La pena di morte: crimine di Stato?

dossier a cura di Laura Cuppini
Istituto per la Formazione al Giornalismo di Urbino

   
   
   
 

I trattati internazionali

   
 
  • Dichiarazione universale dei diritti umani, 1948: fu l’occasione per la prima discussione a livello internazionale sulla pena di morte. L’articolo 3 riconosce infatti a tutti gli individui "il diritto alla vita, alla libertà e alla sicurezza della propria persona". Non si parla esplicitamente di pena di morte, perché questa era considerata una legittima eccezione al godimento del diritto alla vita.
  • Convenzione europea sui diritti umani, 1950: nell’articolo 2 viene affermato il diritto alla vita, ma non si fissano limiti alla possibilità di infliggere la pena di morte.
  • Convenzione europea di estradizione, 1957: stabilisce che "se il reato per il quale è richiesta l’estradizione è punibile con la pena di morte secondo le leggi del paese richiedente, e se per tale reato la pena di morte non è prevista dalla legge dello stato cui viene fatta la richiesta o non è normalmente eseguita, l’estradizione potrà essere rifiutata a meno che la parte richiedente non dia assicurazioni ritenute sufficienti dalla parte richiesta che la pena di morte non verrà eseguita". Quest’ultimo punto, che era previsto anche nell’art. 698 n.2 del codice di procedura penale italiano, è stato dichiarato incostituzionale dalla sentenza 223/1996 (caso Venezia). L’estradizione di Pietro Venezia, cittadino italiano accusato di omicidio in Florida, era stata chiesta dalle autorità statunitensi, che avevano offerto garanzie di non inflizione della pena di morte. Venezia ha presentato ricorso al Tar, che ha demandato la questione alla Corte Costituzionale, la quale ha dato ragione al ricorrente. Per effetto di questa sentenza l’Italia rifiuta in ogni caso l’estradizione per reati punibili con la pena di morte nello stato richiedente.

## RICHIESTA A
Nel dossier sulla pena di morte, quale articolo della Dichiarazione universale dei diritti umani riconosce a tutti gli individui il diritto alla vita?
## RICHIESTA B
Riprendi il dossier sulla pena di morte dal punto in cui si ferma e proseguilo.

Voci di dati salvate:
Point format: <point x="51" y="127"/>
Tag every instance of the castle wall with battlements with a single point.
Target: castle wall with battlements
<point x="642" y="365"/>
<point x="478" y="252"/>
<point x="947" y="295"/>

## RISULTATO A
L'articolo 3.

## RISULTATO B
  • Patto internazionale sui diritti civili e politici, 1966: traduce in norme vincolanti per i Paesi aderenti i principi della Dichiarazione del ’48. Anche in questo caso non si giunge a condannare la pena di morte come violazione del diritto alla vita, ma se ne auspica l’abolizione.
  • Convenzione americana dei diritti umani, 1969: prevede alcune limitazioni all’uso della pena di morte.
  • Sesto protocollo alla Convenzione europea sui diritti umani, 1983: adottato dal Consiglio d’Europa, è il primo accordo internazionale che prevede l’abolizione della pena di morte in tempo di pace (ma non per reati commessi in tempo di guerra o di minaccia imminente di guerra).
  • Risoluzione del Consiglio economico e sociale delle Nazioni Unite: garanzie per la protezione di coloro che rischiano di essere condannati alla pena di morte, 1984: si stabilisce che la pena di morte può essere inflitta solo per i reati più gravi e comunque mai a minori, donne incinte o puerpere e malati di mente. Ancora: la condanna al patibolo può essere emessa solo da un tribunale competente e come conclusione di un processo equo, in cui l’imputato possa godere di un’assistenza legale adeguata. Chi è condannato a morte ha diritto di fare appello a un tribunale superiore e di chiedere la grazia o la commutazione della pena. Infine si invitano tutti gli Stati mantenitori della pena capitale a ridurre al minimo la sofferenza del condannato durante l’esecuzione.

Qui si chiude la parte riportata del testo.